# Your instructions
Report every line below that contains the string "tree", copying each such line in full.

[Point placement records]
------------------------------------------------------------------------
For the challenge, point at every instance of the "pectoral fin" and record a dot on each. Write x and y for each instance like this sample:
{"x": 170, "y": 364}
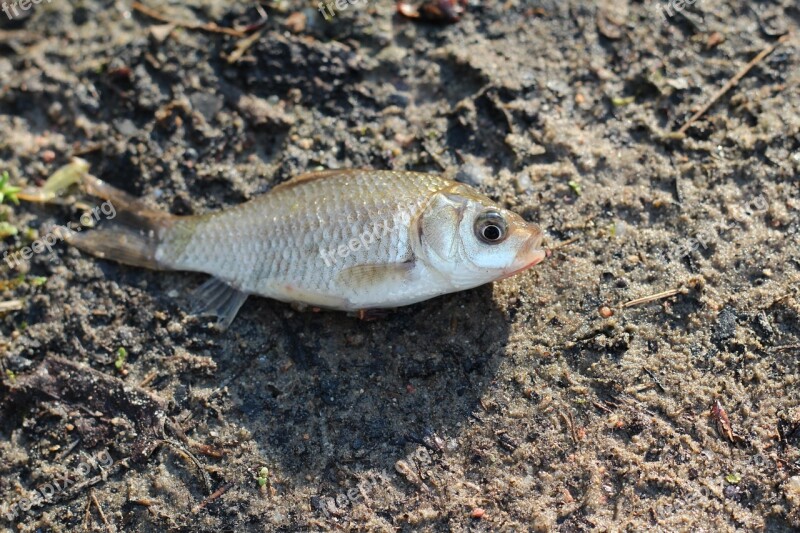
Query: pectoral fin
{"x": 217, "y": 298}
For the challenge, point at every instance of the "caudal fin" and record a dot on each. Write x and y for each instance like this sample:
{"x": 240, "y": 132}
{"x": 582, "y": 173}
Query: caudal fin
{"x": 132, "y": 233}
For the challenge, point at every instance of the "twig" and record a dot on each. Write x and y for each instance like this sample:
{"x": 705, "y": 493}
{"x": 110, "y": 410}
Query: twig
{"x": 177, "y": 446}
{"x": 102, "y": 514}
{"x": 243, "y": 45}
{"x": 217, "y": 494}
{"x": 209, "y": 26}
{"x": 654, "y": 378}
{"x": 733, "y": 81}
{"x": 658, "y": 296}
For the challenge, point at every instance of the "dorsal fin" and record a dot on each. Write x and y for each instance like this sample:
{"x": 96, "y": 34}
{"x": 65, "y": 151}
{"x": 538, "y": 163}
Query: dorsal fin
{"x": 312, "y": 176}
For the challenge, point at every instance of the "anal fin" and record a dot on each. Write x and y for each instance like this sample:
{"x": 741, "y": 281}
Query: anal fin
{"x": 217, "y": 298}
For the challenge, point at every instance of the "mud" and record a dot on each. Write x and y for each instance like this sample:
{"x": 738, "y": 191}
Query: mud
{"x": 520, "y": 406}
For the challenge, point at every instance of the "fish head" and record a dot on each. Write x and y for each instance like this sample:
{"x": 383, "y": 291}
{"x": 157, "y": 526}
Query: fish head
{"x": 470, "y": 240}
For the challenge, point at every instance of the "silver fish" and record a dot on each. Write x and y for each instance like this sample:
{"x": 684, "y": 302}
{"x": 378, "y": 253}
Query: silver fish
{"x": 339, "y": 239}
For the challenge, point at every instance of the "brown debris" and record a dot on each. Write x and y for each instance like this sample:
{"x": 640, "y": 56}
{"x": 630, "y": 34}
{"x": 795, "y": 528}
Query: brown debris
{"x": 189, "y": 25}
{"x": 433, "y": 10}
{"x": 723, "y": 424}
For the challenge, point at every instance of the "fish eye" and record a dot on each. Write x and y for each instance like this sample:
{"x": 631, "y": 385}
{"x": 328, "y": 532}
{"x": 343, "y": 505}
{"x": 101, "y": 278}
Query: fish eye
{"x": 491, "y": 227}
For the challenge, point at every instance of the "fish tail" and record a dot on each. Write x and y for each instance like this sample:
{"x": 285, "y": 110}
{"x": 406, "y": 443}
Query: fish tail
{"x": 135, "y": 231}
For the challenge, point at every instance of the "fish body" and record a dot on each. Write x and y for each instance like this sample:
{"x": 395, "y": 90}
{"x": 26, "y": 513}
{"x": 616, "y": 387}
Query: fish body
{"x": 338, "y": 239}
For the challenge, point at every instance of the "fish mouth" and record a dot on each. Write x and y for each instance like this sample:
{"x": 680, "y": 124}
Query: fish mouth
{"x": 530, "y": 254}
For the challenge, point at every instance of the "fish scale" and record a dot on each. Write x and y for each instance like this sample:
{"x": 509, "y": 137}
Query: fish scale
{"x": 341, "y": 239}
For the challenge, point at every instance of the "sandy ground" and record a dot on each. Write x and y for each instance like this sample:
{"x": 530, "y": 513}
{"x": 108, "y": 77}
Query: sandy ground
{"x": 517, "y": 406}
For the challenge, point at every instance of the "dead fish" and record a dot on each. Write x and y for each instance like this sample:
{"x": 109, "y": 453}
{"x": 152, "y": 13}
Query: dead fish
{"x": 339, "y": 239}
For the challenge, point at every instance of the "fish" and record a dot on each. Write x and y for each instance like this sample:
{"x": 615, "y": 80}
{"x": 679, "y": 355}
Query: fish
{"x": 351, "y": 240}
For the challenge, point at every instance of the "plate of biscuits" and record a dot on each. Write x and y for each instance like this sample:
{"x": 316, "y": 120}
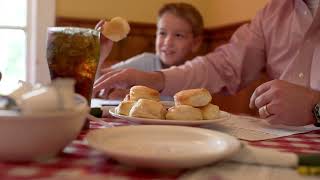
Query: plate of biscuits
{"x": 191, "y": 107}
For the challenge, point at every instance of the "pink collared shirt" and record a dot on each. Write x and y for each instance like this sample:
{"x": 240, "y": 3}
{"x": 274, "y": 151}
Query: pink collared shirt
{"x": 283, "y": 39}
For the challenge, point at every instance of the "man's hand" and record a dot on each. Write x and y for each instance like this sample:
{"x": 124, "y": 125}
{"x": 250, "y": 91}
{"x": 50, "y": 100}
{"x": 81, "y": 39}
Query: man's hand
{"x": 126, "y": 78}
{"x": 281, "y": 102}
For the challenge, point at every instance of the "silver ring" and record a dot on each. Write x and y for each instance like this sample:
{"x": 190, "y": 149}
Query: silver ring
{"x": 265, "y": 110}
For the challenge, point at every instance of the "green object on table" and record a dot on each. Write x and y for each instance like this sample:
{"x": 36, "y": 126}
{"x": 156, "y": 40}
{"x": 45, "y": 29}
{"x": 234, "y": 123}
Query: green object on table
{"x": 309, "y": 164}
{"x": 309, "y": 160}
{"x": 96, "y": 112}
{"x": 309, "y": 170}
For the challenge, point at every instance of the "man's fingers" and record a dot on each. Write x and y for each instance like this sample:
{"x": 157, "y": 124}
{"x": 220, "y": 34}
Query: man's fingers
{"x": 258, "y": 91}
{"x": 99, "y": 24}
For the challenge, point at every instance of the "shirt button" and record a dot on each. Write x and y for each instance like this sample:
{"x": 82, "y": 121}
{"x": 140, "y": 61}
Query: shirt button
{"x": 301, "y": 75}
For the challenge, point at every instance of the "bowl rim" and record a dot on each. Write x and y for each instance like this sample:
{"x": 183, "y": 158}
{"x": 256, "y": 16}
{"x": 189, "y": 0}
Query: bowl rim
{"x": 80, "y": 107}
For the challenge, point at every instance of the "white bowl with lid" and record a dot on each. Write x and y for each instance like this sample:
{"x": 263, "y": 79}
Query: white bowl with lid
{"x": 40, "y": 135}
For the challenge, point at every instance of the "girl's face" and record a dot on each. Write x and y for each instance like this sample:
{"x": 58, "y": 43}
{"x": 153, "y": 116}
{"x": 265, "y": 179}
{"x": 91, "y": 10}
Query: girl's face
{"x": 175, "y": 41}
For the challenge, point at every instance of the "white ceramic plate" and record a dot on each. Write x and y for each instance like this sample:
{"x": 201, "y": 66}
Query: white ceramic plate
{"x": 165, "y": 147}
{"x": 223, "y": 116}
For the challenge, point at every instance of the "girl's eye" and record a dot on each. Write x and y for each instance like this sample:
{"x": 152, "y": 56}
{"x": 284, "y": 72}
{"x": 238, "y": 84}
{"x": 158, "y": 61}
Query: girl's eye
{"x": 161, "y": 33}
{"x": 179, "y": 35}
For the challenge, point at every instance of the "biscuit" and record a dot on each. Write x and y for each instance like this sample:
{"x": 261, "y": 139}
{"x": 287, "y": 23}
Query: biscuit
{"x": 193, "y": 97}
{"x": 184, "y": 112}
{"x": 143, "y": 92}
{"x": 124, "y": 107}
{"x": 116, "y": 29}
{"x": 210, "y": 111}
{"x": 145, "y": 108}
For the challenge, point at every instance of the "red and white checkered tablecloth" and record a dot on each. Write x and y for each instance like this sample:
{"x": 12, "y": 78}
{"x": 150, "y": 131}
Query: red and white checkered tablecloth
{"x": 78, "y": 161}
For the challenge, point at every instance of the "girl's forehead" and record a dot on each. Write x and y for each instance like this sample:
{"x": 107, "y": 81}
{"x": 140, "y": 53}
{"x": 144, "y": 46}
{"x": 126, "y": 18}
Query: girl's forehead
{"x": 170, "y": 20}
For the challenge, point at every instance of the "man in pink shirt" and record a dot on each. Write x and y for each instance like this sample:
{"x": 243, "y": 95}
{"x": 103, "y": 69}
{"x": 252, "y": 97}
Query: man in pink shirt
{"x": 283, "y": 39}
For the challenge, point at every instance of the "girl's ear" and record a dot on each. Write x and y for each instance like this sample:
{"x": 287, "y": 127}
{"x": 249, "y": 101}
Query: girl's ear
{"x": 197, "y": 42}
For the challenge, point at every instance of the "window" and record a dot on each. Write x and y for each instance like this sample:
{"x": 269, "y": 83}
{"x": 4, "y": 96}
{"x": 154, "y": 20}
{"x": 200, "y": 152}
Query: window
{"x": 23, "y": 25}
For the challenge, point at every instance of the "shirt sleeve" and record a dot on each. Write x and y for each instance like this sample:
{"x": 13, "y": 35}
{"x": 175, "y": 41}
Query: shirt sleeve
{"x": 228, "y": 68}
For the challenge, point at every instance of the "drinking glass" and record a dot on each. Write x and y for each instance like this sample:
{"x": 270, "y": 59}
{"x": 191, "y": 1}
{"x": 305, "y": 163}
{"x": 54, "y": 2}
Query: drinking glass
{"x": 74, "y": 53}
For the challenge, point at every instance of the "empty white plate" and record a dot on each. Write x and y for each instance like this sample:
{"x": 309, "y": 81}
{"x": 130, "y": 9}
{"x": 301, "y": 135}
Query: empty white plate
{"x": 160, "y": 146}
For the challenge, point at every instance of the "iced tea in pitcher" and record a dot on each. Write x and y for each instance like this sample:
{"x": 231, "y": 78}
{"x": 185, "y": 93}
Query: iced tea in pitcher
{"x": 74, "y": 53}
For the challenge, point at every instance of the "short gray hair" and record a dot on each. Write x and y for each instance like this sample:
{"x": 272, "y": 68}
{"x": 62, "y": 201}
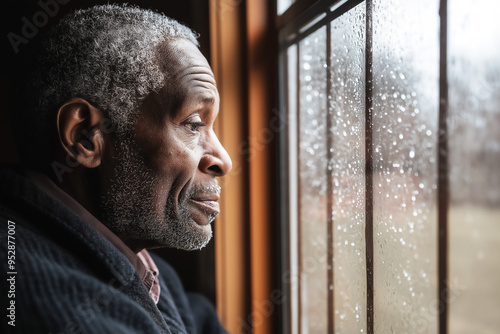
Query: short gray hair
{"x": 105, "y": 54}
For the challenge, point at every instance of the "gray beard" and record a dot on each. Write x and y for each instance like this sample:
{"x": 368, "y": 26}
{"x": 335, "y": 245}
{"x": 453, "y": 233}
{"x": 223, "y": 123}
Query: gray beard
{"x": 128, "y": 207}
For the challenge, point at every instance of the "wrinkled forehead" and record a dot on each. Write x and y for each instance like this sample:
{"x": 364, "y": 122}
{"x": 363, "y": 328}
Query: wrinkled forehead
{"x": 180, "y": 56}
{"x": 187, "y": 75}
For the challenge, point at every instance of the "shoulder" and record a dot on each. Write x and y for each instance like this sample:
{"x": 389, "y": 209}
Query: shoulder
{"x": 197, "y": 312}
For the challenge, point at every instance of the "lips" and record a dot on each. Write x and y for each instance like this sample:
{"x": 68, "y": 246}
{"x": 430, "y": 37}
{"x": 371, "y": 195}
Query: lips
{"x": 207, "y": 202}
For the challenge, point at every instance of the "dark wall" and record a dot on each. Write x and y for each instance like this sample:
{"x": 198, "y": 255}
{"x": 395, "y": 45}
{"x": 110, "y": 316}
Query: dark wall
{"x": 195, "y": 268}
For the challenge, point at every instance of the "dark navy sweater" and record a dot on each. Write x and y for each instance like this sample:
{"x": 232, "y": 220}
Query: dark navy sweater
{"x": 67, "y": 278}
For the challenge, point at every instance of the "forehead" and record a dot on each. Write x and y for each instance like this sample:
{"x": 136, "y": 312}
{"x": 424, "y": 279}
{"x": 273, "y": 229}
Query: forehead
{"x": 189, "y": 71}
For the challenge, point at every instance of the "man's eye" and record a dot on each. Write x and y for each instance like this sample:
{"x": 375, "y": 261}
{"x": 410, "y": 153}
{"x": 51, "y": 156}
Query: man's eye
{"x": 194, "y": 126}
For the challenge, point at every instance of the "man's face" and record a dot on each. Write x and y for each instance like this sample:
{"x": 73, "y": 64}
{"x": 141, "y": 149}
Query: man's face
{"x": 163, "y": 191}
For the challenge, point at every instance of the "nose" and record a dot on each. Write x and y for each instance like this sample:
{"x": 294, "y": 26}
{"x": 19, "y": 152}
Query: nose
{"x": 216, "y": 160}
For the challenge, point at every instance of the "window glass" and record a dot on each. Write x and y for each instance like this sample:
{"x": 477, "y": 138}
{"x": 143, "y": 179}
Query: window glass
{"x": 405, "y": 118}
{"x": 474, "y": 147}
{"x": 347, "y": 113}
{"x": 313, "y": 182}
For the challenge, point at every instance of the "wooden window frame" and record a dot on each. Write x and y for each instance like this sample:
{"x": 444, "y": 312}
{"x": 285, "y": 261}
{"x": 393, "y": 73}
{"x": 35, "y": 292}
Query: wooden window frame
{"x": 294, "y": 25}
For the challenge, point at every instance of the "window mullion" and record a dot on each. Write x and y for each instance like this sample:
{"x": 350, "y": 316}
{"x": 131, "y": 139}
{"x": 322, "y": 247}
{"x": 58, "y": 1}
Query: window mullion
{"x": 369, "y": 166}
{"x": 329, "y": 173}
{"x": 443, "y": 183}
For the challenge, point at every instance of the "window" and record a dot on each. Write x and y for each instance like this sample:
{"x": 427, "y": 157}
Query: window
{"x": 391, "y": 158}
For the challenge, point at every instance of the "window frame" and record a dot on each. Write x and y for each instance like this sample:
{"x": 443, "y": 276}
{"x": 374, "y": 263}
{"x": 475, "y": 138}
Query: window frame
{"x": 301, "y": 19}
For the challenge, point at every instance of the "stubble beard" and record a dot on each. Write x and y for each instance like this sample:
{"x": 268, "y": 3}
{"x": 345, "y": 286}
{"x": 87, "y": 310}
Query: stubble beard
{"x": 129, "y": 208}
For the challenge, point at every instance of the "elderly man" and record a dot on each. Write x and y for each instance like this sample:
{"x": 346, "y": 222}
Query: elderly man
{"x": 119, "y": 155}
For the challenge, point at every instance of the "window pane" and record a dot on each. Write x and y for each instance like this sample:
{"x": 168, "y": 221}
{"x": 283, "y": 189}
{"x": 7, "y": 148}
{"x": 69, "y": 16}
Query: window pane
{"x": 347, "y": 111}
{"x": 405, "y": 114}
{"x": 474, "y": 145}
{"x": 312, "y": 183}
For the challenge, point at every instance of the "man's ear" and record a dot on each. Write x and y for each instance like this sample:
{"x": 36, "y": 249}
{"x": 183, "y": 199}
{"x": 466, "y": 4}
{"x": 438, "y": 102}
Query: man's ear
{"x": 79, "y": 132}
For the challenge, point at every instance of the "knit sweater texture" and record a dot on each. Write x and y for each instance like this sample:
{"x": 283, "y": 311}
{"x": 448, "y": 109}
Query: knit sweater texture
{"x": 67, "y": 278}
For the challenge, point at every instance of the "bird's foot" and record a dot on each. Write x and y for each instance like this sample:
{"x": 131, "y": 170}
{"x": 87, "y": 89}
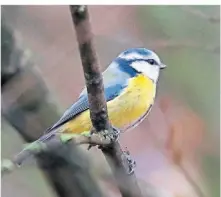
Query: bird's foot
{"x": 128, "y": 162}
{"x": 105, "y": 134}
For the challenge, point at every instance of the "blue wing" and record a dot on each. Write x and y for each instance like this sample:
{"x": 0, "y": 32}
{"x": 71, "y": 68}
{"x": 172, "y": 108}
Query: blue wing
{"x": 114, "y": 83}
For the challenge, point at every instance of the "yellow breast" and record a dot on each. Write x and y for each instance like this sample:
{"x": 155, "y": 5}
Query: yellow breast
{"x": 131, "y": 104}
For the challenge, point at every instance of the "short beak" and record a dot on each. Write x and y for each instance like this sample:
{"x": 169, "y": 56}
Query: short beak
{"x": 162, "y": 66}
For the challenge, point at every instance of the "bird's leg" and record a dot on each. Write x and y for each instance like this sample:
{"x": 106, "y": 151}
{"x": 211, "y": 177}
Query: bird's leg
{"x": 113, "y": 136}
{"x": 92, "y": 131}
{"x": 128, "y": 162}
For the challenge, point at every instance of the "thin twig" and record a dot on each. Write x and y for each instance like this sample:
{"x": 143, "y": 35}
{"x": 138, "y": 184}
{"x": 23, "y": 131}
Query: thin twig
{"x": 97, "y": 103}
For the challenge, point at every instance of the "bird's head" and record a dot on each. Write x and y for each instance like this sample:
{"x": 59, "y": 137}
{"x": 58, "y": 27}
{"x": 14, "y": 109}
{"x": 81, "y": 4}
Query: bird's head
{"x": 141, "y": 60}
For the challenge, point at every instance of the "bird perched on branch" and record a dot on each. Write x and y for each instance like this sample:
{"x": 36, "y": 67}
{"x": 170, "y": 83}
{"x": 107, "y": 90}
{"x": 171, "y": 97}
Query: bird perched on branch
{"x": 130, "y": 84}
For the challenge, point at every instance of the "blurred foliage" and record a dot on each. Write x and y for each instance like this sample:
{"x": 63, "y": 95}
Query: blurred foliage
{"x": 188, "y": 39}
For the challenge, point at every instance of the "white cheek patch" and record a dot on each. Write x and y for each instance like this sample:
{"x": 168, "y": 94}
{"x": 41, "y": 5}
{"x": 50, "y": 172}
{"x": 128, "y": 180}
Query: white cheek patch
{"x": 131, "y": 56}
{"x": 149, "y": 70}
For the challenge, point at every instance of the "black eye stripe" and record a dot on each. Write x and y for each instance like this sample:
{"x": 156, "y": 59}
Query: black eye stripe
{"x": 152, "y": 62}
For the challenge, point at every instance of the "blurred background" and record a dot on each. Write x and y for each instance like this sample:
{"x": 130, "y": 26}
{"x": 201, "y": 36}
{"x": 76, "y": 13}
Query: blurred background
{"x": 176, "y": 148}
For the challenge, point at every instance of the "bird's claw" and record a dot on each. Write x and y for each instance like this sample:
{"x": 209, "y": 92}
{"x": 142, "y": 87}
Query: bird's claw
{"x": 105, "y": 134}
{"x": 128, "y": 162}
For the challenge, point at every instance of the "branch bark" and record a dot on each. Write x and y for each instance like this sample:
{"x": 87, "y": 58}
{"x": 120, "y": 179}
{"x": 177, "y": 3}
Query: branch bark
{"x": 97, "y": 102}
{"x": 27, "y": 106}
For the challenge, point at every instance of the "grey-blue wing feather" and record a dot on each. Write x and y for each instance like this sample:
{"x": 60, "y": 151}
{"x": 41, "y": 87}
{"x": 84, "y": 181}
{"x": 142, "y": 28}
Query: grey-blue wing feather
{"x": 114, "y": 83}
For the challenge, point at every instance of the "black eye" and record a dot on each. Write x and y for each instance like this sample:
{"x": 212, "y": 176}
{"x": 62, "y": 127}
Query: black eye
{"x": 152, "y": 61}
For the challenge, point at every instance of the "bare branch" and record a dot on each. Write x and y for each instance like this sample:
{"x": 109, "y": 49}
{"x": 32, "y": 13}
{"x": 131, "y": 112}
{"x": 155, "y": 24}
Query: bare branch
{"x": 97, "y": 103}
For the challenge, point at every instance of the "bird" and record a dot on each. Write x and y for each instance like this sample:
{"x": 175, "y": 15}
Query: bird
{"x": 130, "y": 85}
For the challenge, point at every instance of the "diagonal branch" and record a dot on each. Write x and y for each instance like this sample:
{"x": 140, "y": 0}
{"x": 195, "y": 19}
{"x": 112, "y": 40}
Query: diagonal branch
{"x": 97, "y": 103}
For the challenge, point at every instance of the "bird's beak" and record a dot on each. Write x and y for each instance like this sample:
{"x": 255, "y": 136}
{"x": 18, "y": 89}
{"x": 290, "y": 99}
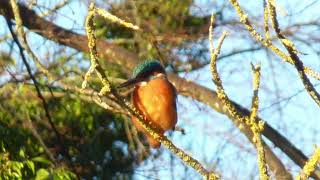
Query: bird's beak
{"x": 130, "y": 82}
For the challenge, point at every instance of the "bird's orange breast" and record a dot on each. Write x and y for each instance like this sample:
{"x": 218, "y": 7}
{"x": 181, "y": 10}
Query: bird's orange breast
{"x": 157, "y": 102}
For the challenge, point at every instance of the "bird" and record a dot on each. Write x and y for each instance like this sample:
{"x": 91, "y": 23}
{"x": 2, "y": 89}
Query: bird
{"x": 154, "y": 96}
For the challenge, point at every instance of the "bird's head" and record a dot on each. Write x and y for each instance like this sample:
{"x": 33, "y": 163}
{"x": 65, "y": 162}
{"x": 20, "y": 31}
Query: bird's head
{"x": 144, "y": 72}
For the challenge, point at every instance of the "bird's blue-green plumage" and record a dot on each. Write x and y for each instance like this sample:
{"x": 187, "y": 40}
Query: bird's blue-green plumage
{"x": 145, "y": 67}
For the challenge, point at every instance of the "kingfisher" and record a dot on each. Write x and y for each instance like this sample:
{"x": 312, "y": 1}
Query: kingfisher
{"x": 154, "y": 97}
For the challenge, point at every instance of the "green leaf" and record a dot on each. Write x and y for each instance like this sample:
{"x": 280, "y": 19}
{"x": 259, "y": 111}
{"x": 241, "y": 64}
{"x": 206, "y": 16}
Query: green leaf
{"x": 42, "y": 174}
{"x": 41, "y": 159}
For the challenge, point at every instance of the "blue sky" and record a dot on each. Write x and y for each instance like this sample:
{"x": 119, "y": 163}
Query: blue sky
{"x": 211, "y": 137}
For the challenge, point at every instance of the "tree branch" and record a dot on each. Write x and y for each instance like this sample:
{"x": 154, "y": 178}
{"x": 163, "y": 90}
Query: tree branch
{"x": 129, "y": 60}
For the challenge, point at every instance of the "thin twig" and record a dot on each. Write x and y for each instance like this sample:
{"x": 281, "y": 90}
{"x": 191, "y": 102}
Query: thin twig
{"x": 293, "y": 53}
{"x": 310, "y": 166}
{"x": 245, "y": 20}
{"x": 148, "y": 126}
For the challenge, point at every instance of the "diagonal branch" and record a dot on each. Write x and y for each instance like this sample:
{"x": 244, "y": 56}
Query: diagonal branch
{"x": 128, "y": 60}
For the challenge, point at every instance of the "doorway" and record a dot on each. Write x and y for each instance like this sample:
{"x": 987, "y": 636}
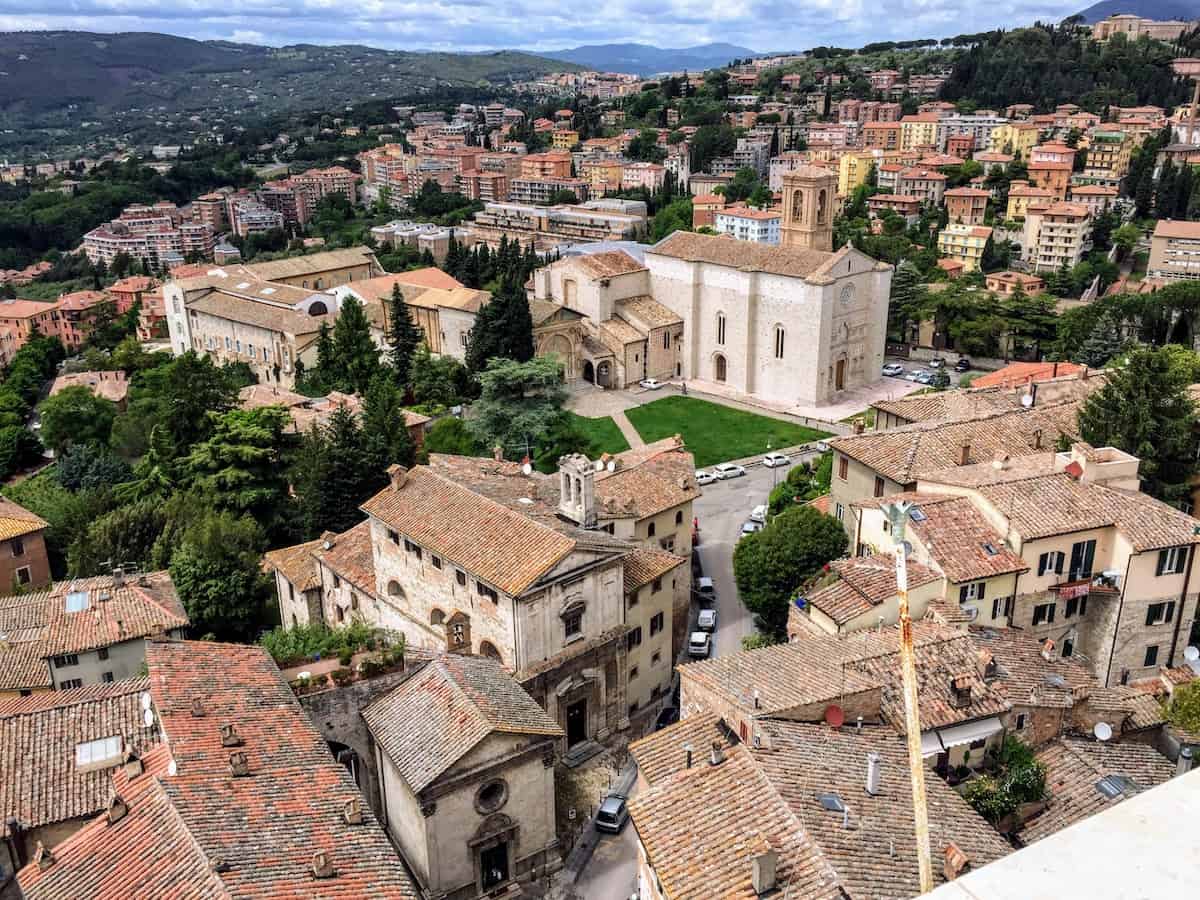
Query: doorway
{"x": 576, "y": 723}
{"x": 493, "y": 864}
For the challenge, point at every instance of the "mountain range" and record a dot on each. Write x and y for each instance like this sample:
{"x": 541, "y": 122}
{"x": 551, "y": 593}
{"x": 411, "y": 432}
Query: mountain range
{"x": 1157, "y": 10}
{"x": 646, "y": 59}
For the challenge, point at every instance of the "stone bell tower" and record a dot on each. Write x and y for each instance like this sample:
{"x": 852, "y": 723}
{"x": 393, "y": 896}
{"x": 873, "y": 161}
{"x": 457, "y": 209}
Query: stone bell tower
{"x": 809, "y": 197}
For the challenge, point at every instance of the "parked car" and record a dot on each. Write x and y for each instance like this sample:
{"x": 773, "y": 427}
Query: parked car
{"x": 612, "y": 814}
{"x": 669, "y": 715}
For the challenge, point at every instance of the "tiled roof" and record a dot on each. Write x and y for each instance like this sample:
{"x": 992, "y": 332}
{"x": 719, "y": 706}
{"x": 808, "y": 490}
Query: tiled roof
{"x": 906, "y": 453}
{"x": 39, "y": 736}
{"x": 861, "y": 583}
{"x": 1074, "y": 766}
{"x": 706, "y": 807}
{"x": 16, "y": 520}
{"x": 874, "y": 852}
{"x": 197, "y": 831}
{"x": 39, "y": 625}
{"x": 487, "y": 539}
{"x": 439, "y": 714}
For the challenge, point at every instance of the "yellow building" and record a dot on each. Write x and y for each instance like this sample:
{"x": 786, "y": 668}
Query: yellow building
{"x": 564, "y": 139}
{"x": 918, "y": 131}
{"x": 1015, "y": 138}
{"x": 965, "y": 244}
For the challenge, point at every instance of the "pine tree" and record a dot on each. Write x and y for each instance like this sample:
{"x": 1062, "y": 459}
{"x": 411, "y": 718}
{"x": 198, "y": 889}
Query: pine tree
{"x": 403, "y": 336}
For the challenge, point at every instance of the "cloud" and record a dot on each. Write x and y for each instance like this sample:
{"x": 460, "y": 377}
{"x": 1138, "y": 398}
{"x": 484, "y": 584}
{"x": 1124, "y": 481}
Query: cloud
------------------------------------------------------------------------
# Answer to the exercise
For the challenge, point at every instance of the "tree branch" and record a dot on each. Write x and y for each instance like this sample:
Query: tree branch
For the challenge, point at every instance of the "pine tree" and record a dot on each. Write x and y for each instance like this sample:
Query: pine tree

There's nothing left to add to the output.